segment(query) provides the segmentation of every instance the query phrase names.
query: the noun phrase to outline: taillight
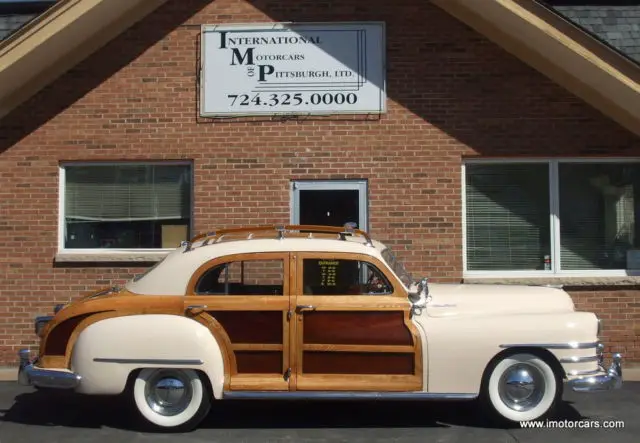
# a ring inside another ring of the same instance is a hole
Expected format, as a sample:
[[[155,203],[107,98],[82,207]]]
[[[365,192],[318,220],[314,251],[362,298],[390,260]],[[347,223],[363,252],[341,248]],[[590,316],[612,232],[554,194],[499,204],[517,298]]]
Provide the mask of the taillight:
[[[42,333],[44,331],[44,327],[47,325],[47,323],[49,323],[51,320],[53,319],[52,316],[47,315],[44,317],[36,317],[36,321],[35,321],[35,329],[36,329],[36,335],[38,337],[42,337]]]

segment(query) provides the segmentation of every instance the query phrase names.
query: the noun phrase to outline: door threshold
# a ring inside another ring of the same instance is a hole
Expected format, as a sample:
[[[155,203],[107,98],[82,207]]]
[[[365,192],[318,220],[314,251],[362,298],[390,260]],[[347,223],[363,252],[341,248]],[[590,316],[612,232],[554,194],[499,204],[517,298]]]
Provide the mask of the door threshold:
[[[227,400],[474,400],[478,394],[432,392],[225,391]]]

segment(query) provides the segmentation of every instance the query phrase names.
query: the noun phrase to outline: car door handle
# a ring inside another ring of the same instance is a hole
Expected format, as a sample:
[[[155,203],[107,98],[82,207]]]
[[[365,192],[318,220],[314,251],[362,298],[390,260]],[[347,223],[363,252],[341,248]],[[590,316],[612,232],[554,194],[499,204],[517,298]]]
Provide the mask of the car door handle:
[[[187,311],[195,311],[196,309],[201,309],[204,311],[207,308],[207,305],[189,305],[187,306]]]
[[[313,305],[296,305],[296,312],[301,312],[301,311],[314,311],[316,309],[315,306]]]

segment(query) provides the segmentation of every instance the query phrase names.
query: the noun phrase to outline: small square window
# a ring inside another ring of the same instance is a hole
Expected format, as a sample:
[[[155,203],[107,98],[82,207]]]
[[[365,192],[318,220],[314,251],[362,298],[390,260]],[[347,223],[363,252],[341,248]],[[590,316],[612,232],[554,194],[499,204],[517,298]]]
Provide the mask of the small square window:
[[[61,249],[170,249],[191,225],[190,164],[66,164]]]

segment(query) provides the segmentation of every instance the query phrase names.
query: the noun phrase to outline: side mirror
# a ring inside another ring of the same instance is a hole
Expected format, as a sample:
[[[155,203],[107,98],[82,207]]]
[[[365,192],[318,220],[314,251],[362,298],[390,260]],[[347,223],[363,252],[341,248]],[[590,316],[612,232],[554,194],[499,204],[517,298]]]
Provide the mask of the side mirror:
[[[409,301],[411,301],[411,303],[417,303],[420,301],[420,292],[416,291],[416,292],[409,292]]]
[[[429,301],[429,280],[425,277],[417,284],[412,284],[409,288],[409,301],[411,302],[411,312],[413,314],[422,313],[422,308],[427,306]]]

════════════════

The task
Exact copies of the entries above are needed, without their pictures.

Output
segment(query) provides the segmentation of every instance the query phrase names.
query: the noun phrase to outline: taillight
# a ring inside another ring of the same instance is a hole
Expected format, as a sample:
[[[155,203],[107,98],[82,207]]]
[[[365,192],[318,220],[314,251],[362,298],[390,260]],[[347,223],[363,252],[341,248]],[[590,316],[612,232],[554,194],[499,204],[517,298]]]
Provide the mask of the taillight:
[[[42,333],[44,331],[44,327],[47,325],[47,323],[49,323],[51,320],[53,319],[52,316],[47,315],[44,317],[36,317],[36,321],[35,321],[35,329],[36,329],[36,335],[38,337],[42,337]]]

segment(query) provides the segmentation of every instance the query phrase names.
query: the noun phrase to outline: door threshold
# a ring inside another ring of the same instance is a hole
Expected format, as a sample:
[[[155,203],[107,98],[82,207]]]
[[[365,192],[318,220],[314,251],[362,298],[390,260]],[[347,223],[363,252],[341,248]],[[590,316],[612,232],[554,194],[499,204],[517,298]]]
Provide the mask of the door threshold:
[[[227,400],[474,400],[478,394],[432,392],[225,391]]]

segment(query) provides the segmentation of every instance the query phrase names.
query: the noun phrase to outline: car door handle
# a ring inside another ring of the same instance is a hole
Expected format, as a sample:
[[[155,203],[107,98],[82,207]]]
[[[365,192],[318,220],[314,251],[362,298],[390,260]],[[347,223],[363,252],[341,248]],[[590,316],[612,232],[554,194],[499,204],[517,298]]]
Provide the mask of the car door handle:
[[[187,311],[195,311],[196,309],[201,309],[204,311],[207,308],[207,305],[189,305],[187,306]]]
[[[313,305],[296,305],[296,312],[301,312],[301,311],[314,311],[316,309],[315,306]]]

segment(query) provides the segmentation of every instance the query phrase names.
query: the noun phrase to outline: small square window
# a ring inside another ring of the same instance is a hole
Expected format, as a sample:
[[[155,203],[107,98],[82,207]]]
[[[365,192],[318,220],[314,251],[362,298],[390,260]],[[347,223],[363,252],[341,248]],[[590,316],[612,232],[554,194],[499,204],[517,298]]]
Provide the mask of the small square window:
[[[61,249],[170,249],[191,225],[190,164],[66,164]]]

segment(query) provides the segmentation of every instance the query phrase names.
query: the noun phrase to outline: side mirror
# a ring inside another ring of the same instance is a hole
Expected format, as a sample:
[[[155,203],[107,98],[82,207]]]
[[[365,192],[318,220],[314,251],[362,298],[390,260]],[[347,223],[363,252],[341,248]],[[590,316],[612,232],[554,194],[499,204],[517,298]]]
Provide the mask of the side mirror:
[[[409,301],[411,301],[411,303],[417,303],[420,301],[420,292],[416,291],[416,292],[409,292]]]
[[[429,301],[429,280],[425,277],[417,284],[412,284],[409,288],[409,301],[411,302],[411,312],[413,314],[422,313],[422,308],[427,306]]]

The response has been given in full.